Task directions: Starting at the line that contains "of the background", print every remaining line of the entries, unchanged, and output nothing more.

Listed records:
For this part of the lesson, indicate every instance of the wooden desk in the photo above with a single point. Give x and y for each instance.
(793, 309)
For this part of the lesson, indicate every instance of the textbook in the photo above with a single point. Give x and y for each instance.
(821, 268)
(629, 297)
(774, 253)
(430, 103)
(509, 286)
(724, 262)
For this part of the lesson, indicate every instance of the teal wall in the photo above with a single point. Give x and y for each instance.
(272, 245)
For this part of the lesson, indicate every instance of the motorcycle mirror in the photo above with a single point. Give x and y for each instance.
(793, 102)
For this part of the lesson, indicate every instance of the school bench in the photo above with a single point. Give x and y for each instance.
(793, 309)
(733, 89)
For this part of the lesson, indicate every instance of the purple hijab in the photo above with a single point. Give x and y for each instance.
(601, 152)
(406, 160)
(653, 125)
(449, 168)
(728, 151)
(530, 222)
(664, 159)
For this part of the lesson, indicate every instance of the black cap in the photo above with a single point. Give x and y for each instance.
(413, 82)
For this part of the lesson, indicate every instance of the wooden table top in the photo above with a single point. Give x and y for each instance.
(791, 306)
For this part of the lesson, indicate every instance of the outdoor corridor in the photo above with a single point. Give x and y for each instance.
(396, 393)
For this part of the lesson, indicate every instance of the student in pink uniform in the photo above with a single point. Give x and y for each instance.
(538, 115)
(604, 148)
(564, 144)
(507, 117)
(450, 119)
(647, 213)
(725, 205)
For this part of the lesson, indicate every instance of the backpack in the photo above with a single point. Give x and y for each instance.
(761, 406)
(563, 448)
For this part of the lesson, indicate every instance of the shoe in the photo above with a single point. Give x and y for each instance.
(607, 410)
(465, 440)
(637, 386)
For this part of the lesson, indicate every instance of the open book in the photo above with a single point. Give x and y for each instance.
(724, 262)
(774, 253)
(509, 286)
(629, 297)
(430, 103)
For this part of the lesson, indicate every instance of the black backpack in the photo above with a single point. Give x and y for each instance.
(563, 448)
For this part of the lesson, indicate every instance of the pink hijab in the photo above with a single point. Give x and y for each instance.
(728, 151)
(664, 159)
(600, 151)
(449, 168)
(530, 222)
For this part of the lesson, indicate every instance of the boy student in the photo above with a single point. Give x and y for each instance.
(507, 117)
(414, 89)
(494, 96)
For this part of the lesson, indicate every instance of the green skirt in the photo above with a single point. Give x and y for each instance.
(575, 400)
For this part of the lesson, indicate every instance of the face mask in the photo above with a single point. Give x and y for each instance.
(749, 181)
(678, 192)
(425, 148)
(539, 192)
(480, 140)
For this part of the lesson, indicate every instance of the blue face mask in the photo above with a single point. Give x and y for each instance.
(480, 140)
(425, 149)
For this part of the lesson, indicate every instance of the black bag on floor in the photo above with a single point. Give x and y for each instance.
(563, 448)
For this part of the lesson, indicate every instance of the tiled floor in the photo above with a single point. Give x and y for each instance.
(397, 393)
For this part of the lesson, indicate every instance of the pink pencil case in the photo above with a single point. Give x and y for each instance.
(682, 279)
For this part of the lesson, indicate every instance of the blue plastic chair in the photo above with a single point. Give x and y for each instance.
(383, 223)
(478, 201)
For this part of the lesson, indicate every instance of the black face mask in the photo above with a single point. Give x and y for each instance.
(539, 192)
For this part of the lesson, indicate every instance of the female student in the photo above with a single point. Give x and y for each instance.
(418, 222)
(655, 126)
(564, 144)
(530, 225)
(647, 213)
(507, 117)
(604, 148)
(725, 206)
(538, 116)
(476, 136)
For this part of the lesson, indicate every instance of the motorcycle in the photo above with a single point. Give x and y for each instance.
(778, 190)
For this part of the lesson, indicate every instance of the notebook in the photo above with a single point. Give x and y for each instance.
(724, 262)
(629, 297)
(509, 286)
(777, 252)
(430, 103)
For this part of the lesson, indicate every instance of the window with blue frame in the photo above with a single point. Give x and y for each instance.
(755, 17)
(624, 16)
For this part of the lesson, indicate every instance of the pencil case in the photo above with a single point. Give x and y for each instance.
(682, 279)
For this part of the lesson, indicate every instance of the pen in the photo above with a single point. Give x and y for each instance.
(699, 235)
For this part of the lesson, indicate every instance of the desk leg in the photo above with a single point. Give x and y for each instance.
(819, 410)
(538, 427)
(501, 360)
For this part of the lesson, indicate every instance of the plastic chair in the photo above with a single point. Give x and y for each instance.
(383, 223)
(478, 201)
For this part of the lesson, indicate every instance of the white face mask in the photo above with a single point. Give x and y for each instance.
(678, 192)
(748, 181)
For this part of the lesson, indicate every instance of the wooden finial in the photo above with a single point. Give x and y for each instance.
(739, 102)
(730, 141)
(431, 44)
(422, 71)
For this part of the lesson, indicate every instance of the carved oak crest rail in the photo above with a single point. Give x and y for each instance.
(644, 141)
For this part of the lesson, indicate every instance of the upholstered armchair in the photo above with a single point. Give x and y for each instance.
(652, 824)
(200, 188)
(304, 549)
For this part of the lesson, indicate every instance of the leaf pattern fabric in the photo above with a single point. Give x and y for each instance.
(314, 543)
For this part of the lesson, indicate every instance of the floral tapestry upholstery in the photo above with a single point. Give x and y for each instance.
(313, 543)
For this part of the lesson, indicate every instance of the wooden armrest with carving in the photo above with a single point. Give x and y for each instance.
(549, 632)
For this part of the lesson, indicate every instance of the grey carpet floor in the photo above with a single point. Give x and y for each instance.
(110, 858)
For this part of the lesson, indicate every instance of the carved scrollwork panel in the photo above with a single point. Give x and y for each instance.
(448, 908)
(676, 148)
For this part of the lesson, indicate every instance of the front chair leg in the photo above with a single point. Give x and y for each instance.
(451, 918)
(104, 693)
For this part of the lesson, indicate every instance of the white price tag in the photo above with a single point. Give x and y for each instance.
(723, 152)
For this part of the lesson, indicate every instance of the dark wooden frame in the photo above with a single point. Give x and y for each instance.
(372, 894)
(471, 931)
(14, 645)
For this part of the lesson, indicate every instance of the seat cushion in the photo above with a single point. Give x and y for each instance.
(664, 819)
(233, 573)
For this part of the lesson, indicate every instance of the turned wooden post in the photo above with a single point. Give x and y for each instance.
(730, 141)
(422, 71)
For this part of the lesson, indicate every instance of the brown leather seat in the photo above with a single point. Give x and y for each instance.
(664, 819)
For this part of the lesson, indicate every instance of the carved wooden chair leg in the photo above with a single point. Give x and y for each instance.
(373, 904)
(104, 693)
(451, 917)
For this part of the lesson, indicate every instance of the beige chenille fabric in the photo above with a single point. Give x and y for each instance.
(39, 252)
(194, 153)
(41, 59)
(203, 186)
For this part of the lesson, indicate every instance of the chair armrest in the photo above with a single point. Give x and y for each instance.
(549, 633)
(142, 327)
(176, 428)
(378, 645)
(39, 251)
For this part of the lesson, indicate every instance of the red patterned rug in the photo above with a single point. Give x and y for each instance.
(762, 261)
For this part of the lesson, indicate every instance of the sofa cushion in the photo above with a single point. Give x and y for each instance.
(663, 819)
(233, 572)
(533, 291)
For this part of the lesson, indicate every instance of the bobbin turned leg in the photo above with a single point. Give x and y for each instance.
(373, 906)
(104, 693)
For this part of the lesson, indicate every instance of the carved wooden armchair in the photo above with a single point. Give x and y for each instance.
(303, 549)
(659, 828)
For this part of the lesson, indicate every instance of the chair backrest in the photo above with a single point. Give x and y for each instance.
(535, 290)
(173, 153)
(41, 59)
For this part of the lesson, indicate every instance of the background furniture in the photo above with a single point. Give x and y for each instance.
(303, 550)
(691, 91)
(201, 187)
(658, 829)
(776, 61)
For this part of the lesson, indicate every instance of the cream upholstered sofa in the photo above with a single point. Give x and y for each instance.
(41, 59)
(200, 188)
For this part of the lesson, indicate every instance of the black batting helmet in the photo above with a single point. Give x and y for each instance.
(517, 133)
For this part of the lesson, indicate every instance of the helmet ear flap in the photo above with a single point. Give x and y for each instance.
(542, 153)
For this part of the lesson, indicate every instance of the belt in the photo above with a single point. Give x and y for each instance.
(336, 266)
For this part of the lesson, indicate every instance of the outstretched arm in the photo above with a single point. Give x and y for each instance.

Response:
For this part of the lesson, indicate every instance of the background furniture in the photo above with a single point. Give x and y for each instance.
(303, 550)
(691, 91)
(201, 187)
(658, 829)
(776, 61)
For this part of the lesson, indicate every instance of the cream upholstered sofa in the photo above with a single point. Give x and y for each instance.
(41, 59)
(200, 188)
For this part of the lesson, indicate every instance of the black batting helmet in the photo above with a single point. Give x and y for each instance.
(517, 133)
For this part of the lesson, indicate every instance of the helmet ear flap in the photo above with a single point. Give x and y for each instance.
(542, 153)
For this part of the lesson, indicate every instance of the belt in the photo above with a single point. Give x and y for each instance.
(336, 266)
For this part of the lesson, indicate every instance of the outstretched arm in the photo above with a single point. Give x and y for each instance.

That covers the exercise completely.